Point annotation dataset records
┄┄┄┄┄┄┄┄┄┄┄┄┄┄┄┄┄┄┄┄

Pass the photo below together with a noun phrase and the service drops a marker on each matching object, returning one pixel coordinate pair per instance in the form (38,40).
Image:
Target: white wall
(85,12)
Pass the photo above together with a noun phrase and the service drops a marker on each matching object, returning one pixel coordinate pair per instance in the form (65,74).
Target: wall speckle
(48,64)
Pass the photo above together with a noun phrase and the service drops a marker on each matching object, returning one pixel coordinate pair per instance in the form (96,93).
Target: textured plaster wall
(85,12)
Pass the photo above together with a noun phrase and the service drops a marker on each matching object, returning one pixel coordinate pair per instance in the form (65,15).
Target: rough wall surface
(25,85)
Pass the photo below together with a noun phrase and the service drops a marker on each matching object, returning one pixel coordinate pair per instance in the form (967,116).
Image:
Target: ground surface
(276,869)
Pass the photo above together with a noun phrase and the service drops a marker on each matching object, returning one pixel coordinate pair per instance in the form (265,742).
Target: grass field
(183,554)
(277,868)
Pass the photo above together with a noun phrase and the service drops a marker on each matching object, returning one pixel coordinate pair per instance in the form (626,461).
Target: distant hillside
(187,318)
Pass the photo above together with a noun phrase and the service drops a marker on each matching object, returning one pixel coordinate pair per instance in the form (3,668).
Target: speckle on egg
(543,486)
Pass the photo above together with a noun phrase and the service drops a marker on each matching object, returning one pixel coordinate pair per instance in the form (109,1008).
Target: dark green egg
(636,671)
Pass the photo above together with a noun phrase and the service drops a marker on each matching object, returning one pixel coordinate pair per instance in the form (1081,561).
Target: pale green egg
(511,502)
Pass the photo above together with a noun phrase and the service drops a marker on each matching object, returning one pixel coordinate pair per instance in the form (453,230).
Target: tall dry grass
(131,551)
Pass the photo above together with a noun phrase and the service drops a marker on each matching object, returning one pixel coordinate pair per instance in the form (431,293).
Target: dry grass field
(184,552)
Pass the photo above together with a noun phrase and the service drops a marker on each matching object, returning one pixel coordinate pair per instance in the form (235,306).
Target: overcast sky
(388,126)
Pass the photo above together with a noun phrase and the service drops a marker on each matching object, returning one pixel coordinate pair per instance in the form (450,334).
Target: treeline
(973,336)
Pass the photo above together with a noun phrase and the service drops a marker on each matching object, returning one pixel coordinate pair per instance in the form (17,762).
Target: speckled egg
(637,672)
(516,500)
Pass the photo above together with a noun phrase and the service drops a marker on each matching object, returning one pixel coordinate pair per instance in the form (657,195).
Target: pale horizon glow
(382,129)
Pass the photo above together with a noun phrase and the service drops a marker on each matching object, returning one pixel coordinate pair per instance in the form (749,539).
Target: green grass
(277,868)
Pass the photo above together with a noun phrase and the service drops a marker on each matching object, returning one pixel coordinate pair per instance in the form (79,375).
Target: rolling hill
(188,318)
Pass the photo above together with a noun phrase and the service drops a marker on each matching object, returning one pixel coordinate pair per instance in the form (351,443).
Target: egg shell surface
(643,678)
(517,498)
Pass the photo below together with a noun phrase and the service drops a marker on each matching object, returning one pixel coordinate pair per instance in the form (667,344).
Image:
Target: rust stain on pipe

┄┄┄┄┄┄┄┄┄┄┄┄┄┄┄┄┄┄┄┄

_Aim of the task:_
Output the whole listing above again, word for word.

_Result:_
Pass the photo below together with a noun phrase and the service drops a marker on each matching object, returning one pixel coordinate pair per instance in the form (38,40).
Image:
Target: white wall
(85,12)
Pass the photo above together with a noun phrase and the service drops a marker on each matching object, returning one pixel coordinate pair per instance in the form (65,74).
Target: wall speckle
(48,64)
Pass the photo above together with a noun phrase and the service drops a marker on each matching object, returning one pixel coordinate pair per instance in the form (96,93).
Target: textured plaster wall
(85,12)
Pass the photo above together with a noun phrase and the service drops a marker on each matching object, returning one pixel coordinate pair per instance in the form (65,15).
Target: rough wall surface
(25,85)
Pass the photo below together with a noun phrase and the service drops a marker on each matching object, returning one pixel coordinate pair per instance in the form (967,116).
Image:
Target: ground surface
(276,869)
Pass the photo above together with a noun phrase and the service drops a marker on each matching object, returning one pixel coordinate pair per instance in the form (265,742).
Target: grass field
(183,554)
(277,868)
Pass the photo above together with a noun phrase and the service drops a marker on each matching object, returning one pixel coordinate pair per instance in the form (626,461).
Target: distant hillside
(187,318)
Pass the photo above together with a noun phrase and the service drops a marker on each matching object, returning one pixel coordinate pair per instance in the form (3,668).
Target: speckle on egg
(543,486)
Pass the photo above together with a noun phrase and the service drops a marker on each matching object, returning one pixel coordinate pair per instance in the form (109,1008).
Target: dark green egg
(636,671)
Pass the photo above together with a noun phrase and the service drops a marker on each matching object, returning one pixel coordinate pair per instance in the form (1081,561).
Target: pale green egg
(511,502)
Pass the photo above together with a noun phrase and the service drops a marker on each matching object, returning one pixel coordinate pair per instance in the form (453,230).
Target: tall dry grass
(131,551)
Pass the photo above together with a noun phrase and the service drops a marker on each matching object, returning one pixel coordinate pair per instance in the form (431,293).
Target: dry grass field
(184,552)
Pass the photo above together with a noun phrase and the service drops a marker on each matching object, returning one pixel coordinate pair per instance in the form (235,306).
Target: overcast sky
(388,126)
Pass the photo above together with a noun phrase and the service drops a marker on each matching object, returning one pixel coordinate pair per instance in the form (450,334).
Target: treeline
(973,336)
Pass the photo above together with a noun phrase and the service drops a marker on each matching object, returning one pixel coordinate pair per instance in the form (17,762).
Target: speckled egg
(637,672)
(516,500)
Pass the photo above together with a noun phrase and the service drops a marker on each matching object, returning one pixel coordinate pair per instance in the form (657,195).
Target: pale horizon glow
(382,129)
Pass the photo above together with a noun phrase and the service drops a marker on each matching object, returning one pixel coordinate pair per instance in the form (749,539).
Target: green grass
(277,868)
Pass the photo above together with a noun phrase and the service drops a marker on each matching object, returning one pixel coordinate pair per instance in the form (79,375).
Target: rolling hill
(188,318)
Pass the photo above together with a noun phrase and the service drops a marker on each matching object, returning one pixel coordinate pair per instance in the form (351,443).
Target: egg shell surface
(643,678)
(517,498)
Pass the photo below together with a noun phrase and the service drops a marker on each matching object, returning one pixel coordinate pair per instance in the form (667,344).
Image:
Target: rust stain on pipe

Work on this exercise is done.